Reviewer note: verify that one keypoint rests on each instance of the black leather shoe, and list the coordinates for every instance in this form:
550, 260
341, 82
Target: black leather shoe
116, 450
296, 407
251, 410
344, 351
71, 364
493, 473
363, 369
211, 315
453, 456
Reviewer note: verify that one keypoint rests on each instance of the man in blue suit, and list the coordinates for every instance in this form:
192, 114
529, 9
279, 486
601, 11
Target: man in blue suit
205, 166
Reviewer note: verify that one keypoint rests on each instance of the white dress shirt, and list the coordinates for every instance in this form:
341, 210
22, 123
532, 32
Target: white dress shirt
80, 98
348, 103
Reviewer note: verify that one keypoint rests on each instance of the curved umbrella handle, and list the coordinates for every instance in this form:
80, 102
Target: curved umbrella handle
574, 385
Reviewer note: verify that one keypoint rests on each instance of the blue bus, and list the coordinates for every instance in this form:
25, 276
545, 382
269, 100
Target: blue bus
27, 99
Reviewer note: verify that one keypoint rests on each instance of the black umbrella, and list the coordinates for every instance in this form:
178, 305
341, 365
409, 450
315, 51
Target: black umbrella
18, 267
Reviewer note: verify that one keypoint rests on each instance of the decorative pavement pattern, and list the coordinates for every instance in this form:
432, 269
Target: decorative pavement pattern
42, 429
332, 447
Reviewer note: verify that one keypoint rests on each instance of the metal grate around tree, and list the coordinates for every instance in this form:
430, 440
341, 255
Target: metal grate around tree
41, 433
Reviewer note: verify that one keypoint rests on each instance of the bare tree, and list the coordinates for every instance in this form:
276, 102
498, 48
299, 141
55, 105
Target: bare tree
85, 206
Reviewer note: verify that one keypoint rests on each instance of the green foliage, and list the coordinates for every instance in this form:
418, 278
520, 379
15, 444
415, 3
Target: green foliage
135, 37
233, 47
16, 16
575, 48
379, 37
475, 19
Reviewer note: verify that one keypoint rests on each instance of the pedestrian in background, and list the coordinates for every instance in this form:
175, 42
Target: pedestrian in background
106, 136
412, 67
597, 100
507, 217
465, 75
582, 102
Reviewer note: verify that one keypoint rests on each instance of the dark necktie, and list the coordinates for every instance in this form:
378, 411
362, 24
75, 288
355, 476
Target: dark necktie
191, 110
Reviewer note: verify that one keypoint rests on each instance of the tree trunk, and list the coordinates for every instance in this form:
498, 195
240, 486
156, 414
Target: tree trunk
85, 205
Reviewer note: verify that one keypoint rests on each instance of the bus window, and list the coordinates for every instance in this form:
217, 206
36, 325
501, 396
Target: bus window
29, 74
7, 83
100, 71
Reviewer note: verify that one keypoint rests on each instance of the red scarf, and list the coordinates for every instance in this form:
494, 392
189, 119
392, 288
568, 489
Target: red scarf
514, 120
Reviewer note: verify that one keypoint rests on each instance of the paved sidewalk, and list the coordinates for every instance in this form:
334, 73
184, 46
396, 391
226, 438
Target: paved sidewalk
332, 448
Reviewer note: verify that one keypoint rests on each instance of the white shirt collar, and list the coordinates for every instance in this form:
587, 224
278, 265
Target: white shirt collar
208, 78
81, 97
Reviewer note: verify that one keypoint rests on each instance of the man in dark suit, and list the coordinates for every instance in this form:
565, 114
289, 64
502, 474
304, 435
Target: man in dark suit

• **Direction**: Print every entry exactly as written.

• **Written reply**:
Reviewer note: verify that one keypoint rests on each instance of the black leather shoe, and list the coordinates for every instance in this form:
550, 260
341, 82
Target: black leather shoe
116, 450
296, 407
251, 410
344, 351
71, 364
493, 473
363, 369
211, 315
453, 456
Reviewer note: verify that one keypoint rests on each instance of the man in blue suit, and list the coordinates for every instance in this form:
192, 114
529, 9
279, 486
601, 11
Target: man in blue suit
205, 166
Reviewer note: verify that one keypoint rests on each instance of the white dress shirt, and list the coordinates for every instance in this form:
341, 210
22, 123
532, 32
Target: white dress shirt
80, 98
348, 103
Reviewer note: verify that one keypoint rests on each instance of the curved umbrella handle, and list the coordinates for every instance in this form:
80, 102
Target: curved umbrella handle
574, 385
Reviewer note: verify that one keypoint rests on each instance of the blue bus, and list the coordinates for every instance in this form:
25, 276
545, 382
269, 100
Target: blue bus
27, 99
Reviewer note: verify that one keypoint rests on each instance of the black umbrella, and list the coordinates for every instance in this form:
178, 305
341, 365
409, 450
315, 51
Target: black umbrella
18, 267
Reviewer note: verify that one keypoint rests on each instance of the decorative pavement pattern, and list the coordinates for every instance in this form:
432, 269
Target: decorative pavement pattern
42, 429
332, 447
Reviewer note: verify that one keypoint rests on each instance of the metal grate around tree, and list the coordinates for every instance in this form:
430, 440
341, 255
Target: metal grate around tree
41, 433
Reviewer note: verify that one keypoint rests on each instance of the bare tree, and list the coordinates for every instance in this form:
276, 102
498, 48
299, 141
55, 105
Target: bare tree
85, 206
Reviewer note: verify that one keypoint rests on each instance of the green foliage, and list the coordinates for every instance in this form:
418, 278
520, 379
15, 444
415, 3
Target: green foliage
135, 37
233, 47
16, 16
575, 48
379, 37
475, 19
Reviewer note: verify that one keypoint rests on each instance of the pedestrian in background, and list the coordinates for every instance in this form:
175, 42
Target: pedestrian in background
106, 136
412, 67
597, 100
507, 217
465, 75
582, 102
Reviewer note: verify that one keypoint rests on each instance of the dark necktie, and list the coordinates for every instance in this form:
378, 411
362, 24
75, 288
355, 476
Target: dark necktie
191, 110
Reviewer note: verify that one keypoint rests on each instance of the tree trunk, and list the coordinates for every instance in this form:
498, 195
240, 486
156, 414
Target: tree trunk
85, 205
Reviewer note: verify that one keypoint rests on each instance of the bus window, and list the coordinates for every instance in this form:
217, 206
36, 325
501, 396
Target: bus window
29, 74
7, 83
100, 71
Reviewer note: verify that one keypoint rests on each instance of the red scarf, and list the coordinates for every instance in this form:
494, 392
189, 119
392, 288
568, 489
Target: red scarf
514, 120
Reviewer note: verify that one keypoint rests on each instance of the paved sidewalk, and list the coordinates for every instance in this form:
334, 73
184, 46
396, 391
226, 438
Target: paved sidewalk
332, 448
Reviewer note: verify that one keypoint rests on each instance of the white shirt collar, and list the coordinates for every instance in this form:
587, 224
278, 265
Target: white shirt collar
208, 78
81, 97
Reviewer note: verify that one keypoint rests on each instance of the man in dark suit, and list the coordinates for every instance in this form:
565, 114
289, 64
502, 474
304, 435
Target: man in dark suit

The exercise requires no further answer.